■ Exercise description:
All lines from the one containing "If you could put a dot on the monument" through the last line below must be duplicated exactly, with nothing outside that span.

Natural language region descriptions:

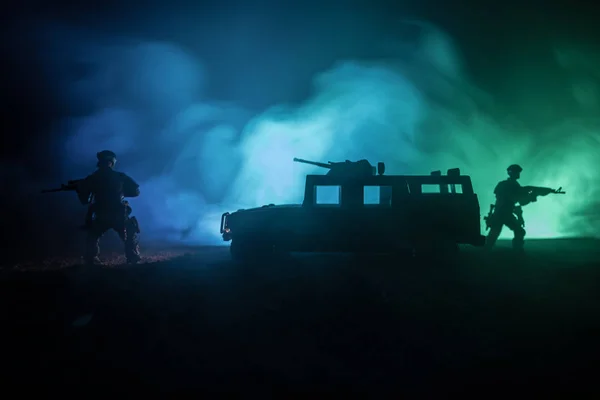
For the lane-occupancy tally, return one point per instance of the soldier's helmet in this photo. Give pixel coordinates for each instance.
(515, 168)
(106, 156)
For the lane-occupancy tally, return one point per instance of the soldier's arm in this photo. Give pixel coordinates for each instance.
(85, 189)
(130, 187)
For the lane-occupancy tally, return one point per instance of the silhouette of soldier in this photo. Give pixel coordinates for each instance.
(108, 188)
(508, 193)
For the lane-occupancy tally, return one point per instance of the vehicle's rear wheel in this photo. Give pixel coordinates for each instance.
(249, 249)
(439, 249)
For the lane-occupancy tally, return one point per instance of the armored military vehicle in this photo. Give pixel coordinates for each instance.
(355, 207)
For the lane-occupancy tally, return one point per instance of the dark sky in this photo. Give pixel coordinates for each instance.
(491, 35)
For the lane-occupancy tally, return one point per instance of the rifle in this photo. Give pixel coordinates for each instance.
(71, 186)
(488, 218)
(533, 192)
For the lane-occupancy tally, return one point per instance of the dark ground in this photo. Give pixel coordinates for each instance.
(494, 323)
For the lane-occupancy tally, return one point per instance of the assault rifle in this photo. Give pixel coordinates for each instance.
(73, 186)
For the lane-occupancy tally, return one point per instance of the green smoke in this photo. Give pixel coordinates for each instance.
(421, 113)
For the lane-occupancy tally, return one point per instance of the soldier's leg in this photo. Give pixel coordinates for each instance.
(92, 247)
(493, 235)
(129, 234)
(519, 233)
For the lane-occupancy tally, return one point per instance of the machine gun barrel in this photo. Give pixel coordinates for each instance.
(315, 163)
(542, 191)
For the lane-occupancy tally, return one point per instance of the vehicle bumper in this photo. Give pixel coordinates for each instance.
(224, 229)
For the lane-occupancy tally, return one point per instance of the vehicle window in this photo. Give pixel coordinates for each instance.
(328, 195)
(428, 188)
(379, 195)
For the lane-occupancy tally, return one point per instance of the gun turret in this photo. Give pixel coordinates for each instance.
(347, 168)
(542, 191)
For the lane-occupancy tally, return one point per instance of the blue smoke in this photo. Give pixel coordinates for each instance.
(196, 158)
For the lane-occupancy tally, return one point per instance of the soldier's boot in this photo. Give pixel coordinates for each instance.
(92, 250)
(519, 241)
(132, 246)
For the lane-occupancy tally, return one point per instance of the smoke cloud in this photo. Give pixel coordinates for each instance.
(196, 158)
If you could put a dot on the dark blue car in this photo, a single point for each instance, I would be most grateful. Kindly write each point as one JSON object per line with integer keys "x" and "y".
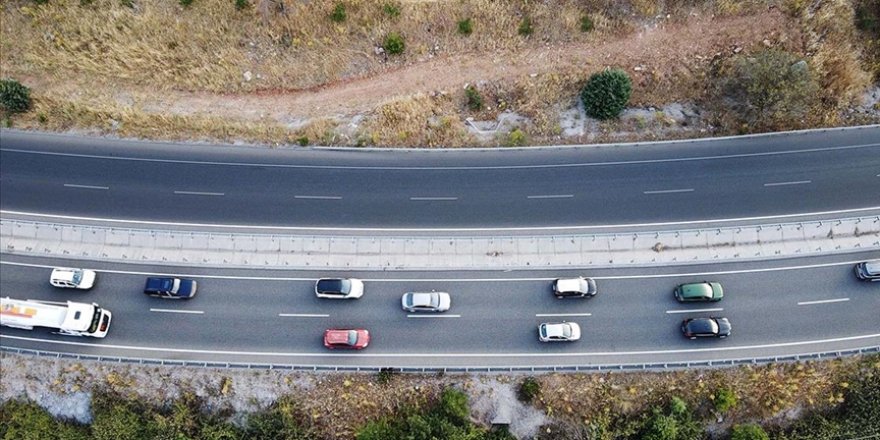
{"x": 170, "y": 288}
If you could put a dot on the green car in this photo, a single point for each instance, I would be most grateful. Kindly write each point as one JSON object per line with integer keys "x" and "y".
{"x": 699, "y": 292}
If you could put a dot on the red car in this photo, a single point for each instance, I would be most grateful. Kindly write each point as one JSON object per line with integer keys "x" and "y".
{"x": 346, "y": 338}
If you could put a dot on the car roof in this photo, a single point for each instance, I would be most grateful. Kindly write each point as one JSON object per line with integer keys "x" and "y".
{"x": 337, "y": 336}
{"x": 570, "y": 284}
{"x": 696, "y": 290}
{"x": 63, "y": 274}
{"x": 703, "y": 325}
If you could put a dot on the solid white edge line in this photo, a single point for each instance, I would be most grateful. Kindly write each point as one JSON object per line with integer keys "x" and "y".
{"x": 433, "y": 316}
{"x": 456, "y": 355}
{"x": 822, "y": 301}
{"x": 73, "y": 185}
{"x": 541, "y": 315}
{"x": 303, "y": 315}
{"x": 519, "y": 229}
{"x": 798, "y": 182}
{"x": 192, "y": 312}
{"x": 198, "y": 193}
{"x": 718, "y": 309}
{"x": 474, "y": 168}
{"x": 468, "y": 280}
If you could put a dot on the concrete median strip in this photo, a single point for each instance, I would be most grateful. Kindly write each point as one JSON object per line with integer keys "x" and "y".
{"x": 198, "y": 248}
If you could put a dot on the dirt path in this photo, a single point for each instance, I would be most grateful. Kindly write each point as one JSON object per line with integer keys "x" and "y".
{"x": 660, "y": 51}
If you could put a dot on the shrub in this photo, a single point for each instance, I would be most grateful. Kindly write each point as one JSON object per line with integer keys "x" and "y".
{"x": 475, "y": 100}
{"x": 586, "y": 23}
{"x": 529, "y": 389}
{"x": 394, "y": 43}
{"x": 606, "y": 93}
{"x": 338, "y": 15}
{"x": 677, "y": 407}
{"x": 525, "y": 27}
{"x": 391, "y": 9}
{"x": 748, "y": 432}
{"x": 14, "y": 96}
{"x": 454, "y": 406}
{"x": 725, "y": 400}
{"x": 465, "y": 27}
{"x": 771, "y": 89}
{"x": 385, "y": 375}
{"x": 516, "y": 138}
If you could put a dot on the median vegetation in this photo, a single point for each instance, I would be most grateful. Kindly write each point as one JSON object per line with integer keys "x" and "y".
{"x": 804, "y": 401}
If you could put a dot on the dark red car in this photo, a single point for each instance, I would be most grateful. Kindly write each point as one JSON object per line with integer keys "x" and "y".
{"x": 346, "y": 338}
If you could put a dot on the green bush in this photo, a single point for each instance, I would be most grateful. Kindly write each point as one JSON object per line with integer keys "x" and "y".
{"x": 465, "y": 27}
{"x": 586, "y": 23}
{"x": 14, "y": 96}
{"x": 394, "y": 43}
{"x": 385, "y": 375}
{"x": 516, "y": 138}
{"x": 606, "y": 93}
{"x": 474, "y": 99}
{"x": 391, "y": 9}
{"x": 725, "y": 400}
{"x": 748, "y": 431}
{"x": 454, "y": 406}
{"x": 529, "y": 389}
{"x": 769, "y": 90}
{"x": 28, "y": 421}
{"x": 525, "y": 27}
{"x": 338, "y": 15}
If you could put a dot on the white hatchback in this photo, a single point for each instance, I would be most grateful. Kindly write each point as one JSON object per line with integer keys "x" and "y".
{"x": 559, "y": 332}
{"x": 65, "y": 278}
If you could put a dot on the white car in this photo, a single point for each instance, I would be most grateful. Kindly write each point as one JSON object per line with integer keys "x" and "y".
{"x": 426, "y": 301}
{"x": 579, "y": 287}
{"x": 339, "y": 288}
{"x": 559, "y": 332}
{"x": 66, "y": 278}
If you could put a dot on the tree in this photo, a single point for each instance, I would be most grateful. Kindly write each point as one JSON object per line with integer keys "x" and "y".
{"x": 606, "y": 93}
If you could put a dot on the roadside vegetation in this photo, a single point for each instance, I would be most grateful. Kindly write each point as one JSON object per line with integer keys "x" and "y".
{"x": 439, "y": 73}
{"x": 805, "y": 401}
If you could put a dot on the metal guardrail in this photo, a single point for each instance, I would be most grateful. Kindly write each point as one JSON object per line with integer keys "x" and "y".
{"x": 198, "y": 248}
{"x": 651, "y": 366}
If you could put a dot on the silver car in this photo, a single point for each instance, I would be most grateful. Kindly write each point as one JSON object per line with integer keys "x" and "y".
{"x": 426, "y": 301}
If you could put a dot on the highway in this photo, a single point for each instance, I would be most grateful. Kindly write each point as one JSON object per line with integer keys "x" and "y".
{"x": 348, "y": 188}
{"x": 783, "y": 307}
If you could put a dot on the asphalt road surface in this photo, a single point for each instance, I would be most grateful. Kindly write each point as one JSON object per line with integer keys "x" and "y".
{"x": 606, "y": 185}
{"x": 776, "y": 308}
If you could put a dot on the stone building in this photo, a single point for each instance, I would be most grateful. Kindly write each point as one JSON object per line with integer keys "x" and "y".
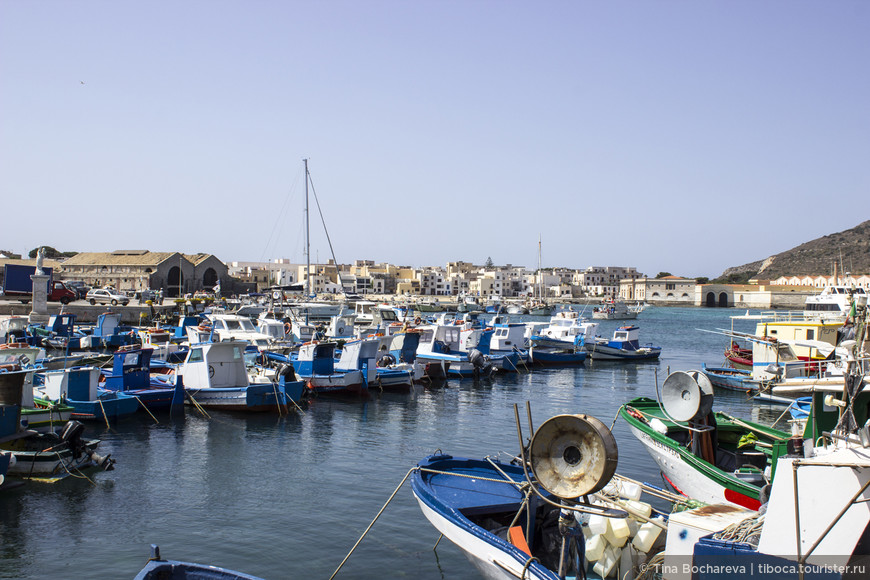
{"x": 137, "y": 270}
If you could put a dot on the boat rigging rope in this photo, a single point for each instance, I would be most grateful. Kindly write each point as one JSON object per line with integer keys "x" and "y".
{"x": 146, "y": 408}
{"x": 404, "y": 479}
{"x": 746, "y": 531}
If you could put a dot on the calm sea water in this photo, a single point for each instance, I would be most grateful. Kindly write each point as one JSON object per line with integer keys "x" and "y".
{"x": 287, "y": 497}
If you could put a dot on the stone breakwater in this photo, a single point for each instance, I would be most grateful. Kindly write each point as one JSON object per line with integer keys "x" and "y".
{"x": 86, "y": 313}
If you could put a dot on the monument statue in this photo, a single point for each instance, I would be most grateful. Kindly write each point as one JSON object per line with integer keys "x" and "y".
{"x": 40, "y": 256}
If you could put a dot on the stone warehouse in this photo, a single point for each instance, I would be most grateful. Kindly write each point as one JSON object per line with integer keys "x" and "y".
{"x": 138, "y": 270}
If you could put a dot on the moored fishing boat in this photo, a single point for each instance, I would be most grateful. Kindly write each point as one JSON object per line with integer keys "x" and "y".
{"x": 315, "y": 364}
{"x": 730, "y": 378}
{"x": 159, "y": 569}
{"x": 556, "y": 356}
{"x": 215, "y": 375}
{"x": 131, "y": 375}
{"x": 708, "y": 456}
{"x": 624, "y": 346}
{"x": 557, "y": 511}
{"x": 79, "y": 388}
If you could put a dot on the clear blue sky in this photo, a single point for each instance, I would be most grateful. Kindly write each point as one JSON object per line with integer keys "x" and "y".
{"x": 670, "y": 136}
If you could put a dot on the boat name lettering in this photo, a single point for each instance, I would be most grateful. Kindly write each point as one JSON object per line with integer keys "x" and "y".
{"x": 655, "y": 443}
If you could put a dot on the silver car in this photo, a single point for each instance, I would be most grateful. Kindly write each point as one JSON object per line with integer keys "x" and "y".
{"x": 106, "y": 296}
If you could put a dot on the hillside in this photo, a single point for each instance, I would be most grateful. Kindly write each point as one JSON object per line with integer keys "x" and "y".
{"x": 815, "y": 257}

■ Reply to the task:
If you could put a dot on the monument statue in this photo, a single point for each instance, I would be most grateful. Kindly write each point as one JSON object per line with integer keys "x" and "y".
{"x": 40, "y": 256}
If you could put a dot on the stone warehouse in this photo, a single point for each instance, I would be most grateful. Kindly write each point as one JSON object per line with integer keys "x" and "y".
{"x": 138, "y": 270}
If you could put a dot on the moored fishing boat in this photo, a single point for each instance, I would be most grateful. Kindly write each point as one JSON object per line with integer keys "x" and "y".
{"x": 315, "y": 364}
{"x": 730, "y": 378}
{"x": 159, "y": 569}
{"x": 556, "y": 356}
{"x": 215, "y": 375}
{"x": 131, "y": 375}
{"x": 708, "y": 456}
{"x": 624, "y": 346}
{"x": 557, "y": 511}
{"x": 79, "y": 388}
If you could put a dot on the clear blue sky in this photo, a single point for each instance, I would be most grateful. Kindly write each point as one JSON object per line with integer keys "x" and "y".
{"x": 670, "y": 136}
If you could put a dot on the boat name lettering in this photo, a single point for each instance, I would be most grateful. Kindly write each point as one JSON object per line with integer keys "x" and "y".
{"x": 655, "y": 443}
If you could put a dot on the silver car in this photo, a single point for each instance, I would be most grateful. Kindly write each point as one JSON object per line with integer keys "x" and "y".
{"x": 106, "y": 296}
If you could put a dot on the hillside in this photo, a single point for each instance, I would be most grateful. Kindly write each point as one JSON object per line with integer keys "x" and "y".
{"x": 815, "y": 257}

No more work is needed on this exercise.